(PAGE EXCERPT)
════

Open Letter to the New York Times Public Editor on Larry Rohter
Posted by Colin Brayton on June 6, 2007
“Did Larry Rohter do good journalism?” Brazilian Press Association, 2004. The government tried to have the Times reporter’s visa cancelled over a [sleazy hit-piece sourced to sleazy hacks, when sourced at all] implying the president of Brazil was a drunken lout. Sponsoring the habeas corpus that allowed him to stay: then-Senator Sérgio Cabral, now governor of Rio de Janeiro.
Attribution to another publication … cannot serve as license to print rumors that would not meet the test of The Times’s own reporting standards. Rumors must satisfy The Times’s standard of newsworthiness, taste and plausibility before publication, even when attributed. And when the need arises to attribute, that is a good cue to consult with the department head about whether publication is warranted at all. –The New York Times, Guidelines on Integrity
Dear Mr. Hoyt:
I’m am American citizen residing in Brazil, married to a Brazilian national — Neuzinha is a card-carrying member of the press — and a regular consumer of the Brazilian news media.
Your Latin American correspondent, Larry Rohter, frequently repeats, verbatim, the press-relations talking points of dubious actors, without attribution, and omits the viewpoints of more credible sources.
A recent example, I think, was his latest story on the Pan-American Games in Rio:
It is no secret that Rio is crime-ridden and quite violent, and becoming more so: the heavily-armed gangs that control the hillside squatter slums known as favelas are growing increasingly bolder in their assaults and threats, even in the city’s most elite neighborhoods.

════

(WHAT THE EXERCISE ASKS) Copy out the section of the open letter about Larry Rohter that begins with the words containing "Open Letter to" and ends with "Rio de Janeiro.".

(Entries pointing to named objects)
════

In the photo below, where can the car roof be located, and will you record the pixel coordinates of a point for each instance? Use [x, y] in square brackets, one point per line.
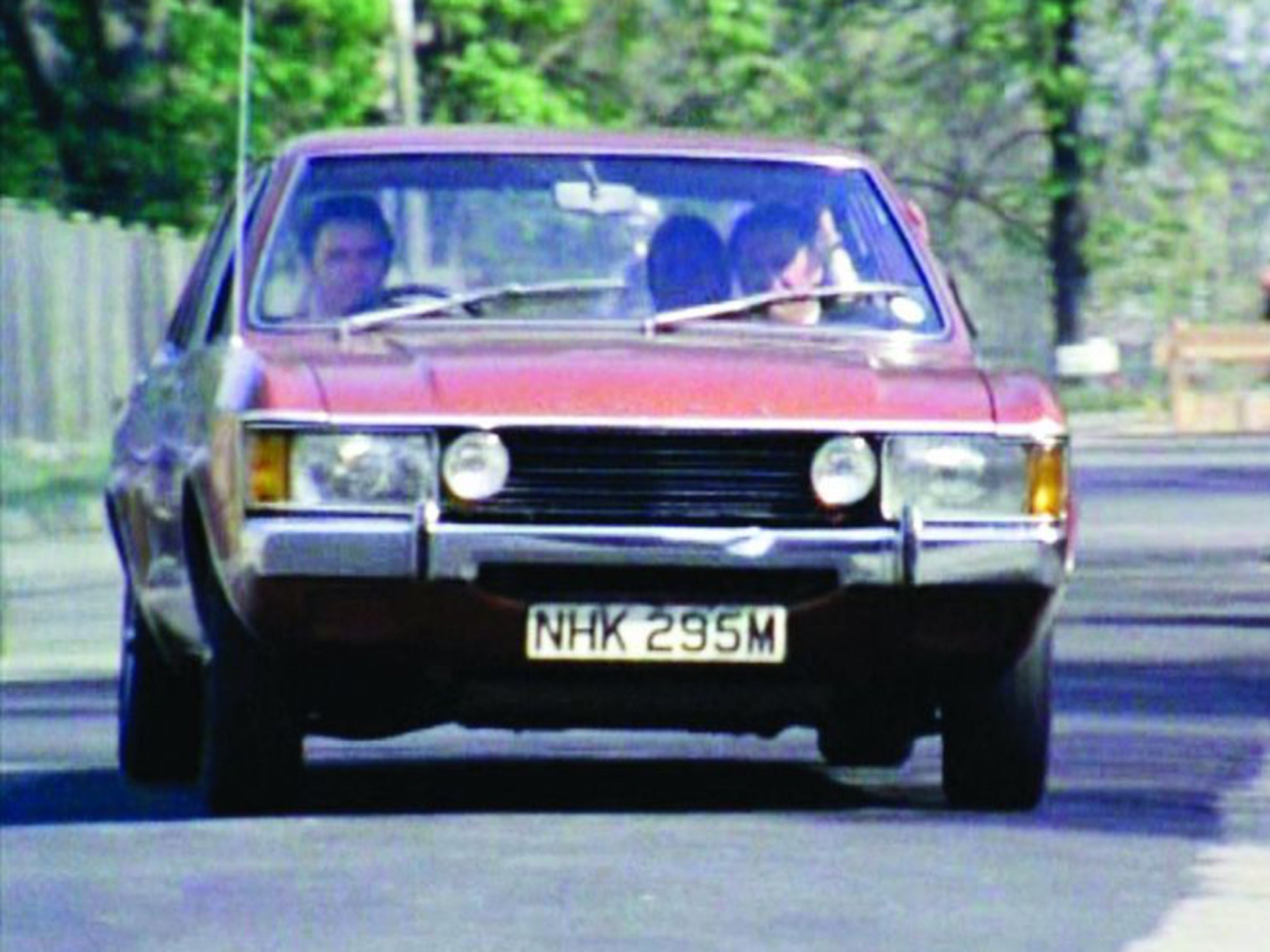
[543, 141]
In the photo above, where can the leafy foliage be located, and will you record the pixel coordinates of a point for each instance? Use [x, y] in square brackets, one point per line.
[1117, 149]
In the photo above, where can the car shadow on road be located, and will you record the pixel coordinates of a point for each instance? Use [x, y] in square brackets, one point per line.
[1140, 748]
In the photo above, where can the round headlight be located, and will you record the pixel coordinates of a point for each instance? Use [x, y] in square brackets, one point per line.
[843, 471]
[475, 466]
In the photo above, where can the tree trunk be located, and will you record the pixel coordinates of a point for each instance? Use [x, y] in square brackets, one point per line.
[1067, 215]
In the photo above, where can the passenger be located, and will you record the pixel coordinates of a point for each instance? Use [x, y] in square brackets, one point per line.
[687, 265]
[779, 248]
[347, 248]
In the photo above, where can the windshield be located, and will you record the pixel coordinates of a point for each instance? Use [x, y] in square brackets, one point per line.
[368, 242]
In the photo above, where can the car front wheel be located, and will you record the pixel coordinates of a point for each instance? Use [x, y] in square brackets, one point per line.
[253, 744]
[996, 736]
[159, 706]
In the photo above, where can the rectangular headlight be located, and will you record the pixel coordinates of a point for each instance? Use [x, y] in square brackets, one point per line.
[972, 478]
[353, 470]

════

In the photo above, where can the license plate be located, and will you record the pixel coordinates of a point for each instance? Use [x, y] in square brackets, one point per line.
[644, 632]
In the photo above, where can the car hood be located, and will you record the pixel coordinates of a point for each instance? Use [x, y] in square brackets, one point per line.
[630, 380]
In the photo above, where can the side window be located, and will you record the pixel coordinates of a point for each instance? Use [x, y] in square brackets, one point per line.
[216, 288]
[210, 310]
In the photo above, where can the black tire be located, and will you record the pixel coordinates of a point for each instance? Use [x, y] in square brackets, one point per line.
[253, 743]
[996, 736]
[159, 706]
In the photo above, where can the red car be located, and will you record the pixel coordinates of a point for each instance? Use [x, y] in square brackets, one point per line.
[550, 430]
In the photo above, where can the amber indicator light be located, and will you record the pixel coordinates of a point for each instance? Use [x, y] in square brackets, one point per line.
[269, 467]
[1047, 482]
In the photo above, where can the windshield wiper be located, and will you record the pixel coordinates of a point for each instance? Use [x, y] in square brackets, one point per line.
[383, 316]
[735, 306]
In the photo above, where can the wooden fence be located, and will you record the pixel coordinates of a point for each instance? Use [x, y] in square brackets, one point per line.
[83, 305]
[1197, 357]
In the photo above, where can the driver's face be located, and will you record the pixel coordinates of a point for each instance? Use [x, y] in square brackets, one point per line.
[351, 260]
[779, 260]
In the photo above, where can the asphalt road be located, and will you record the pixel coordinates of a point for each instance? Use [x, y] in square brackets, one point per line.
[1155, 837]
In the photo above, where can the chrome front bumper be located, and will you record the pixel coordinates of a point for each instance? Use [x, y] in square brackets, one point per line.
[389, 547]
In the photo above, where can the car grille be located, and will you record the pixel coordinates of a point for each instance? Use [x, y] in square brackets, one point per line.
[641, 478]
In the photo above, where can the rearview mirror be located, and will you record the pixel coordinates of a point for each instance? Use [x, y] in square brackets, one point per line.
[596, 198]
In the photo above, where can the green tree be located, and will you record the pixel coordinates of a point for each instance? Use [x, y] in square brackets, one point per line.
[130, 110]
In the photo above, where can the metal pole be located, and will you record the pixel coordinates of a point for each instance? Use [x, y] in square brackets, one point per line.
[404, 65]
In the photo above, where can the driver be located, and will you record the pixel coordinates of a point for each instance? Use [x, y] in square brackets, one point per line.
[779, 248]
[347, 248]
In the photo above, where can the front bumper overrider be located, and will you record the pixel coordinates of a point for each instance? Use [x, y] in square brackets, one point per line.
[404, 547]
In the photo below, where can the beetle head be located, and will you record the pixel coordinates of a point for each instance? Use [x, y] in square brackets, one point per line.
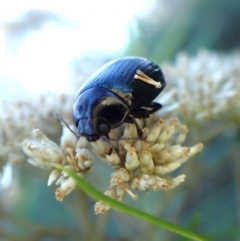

════

(OUTPUT FOR THIS TASK)
Open Letter to the New York Times Public Editor on Larry Rohter
Posted by Colin Brayton on June 6, 2007
“Did Larry Rohter do good journalism?” Brazilian Press Association, 2004. The government tried to have the Times reporter’s visa cancelled over a [sleazy hit-piece sourced to sleazy hacks, when sourced at all] implying the president of Brazil was a drunken lout. Sponsoring the habeas corpus that allowed him to stay: then-Senator Sérgio Cabral, now governor of Rio de Janeiro.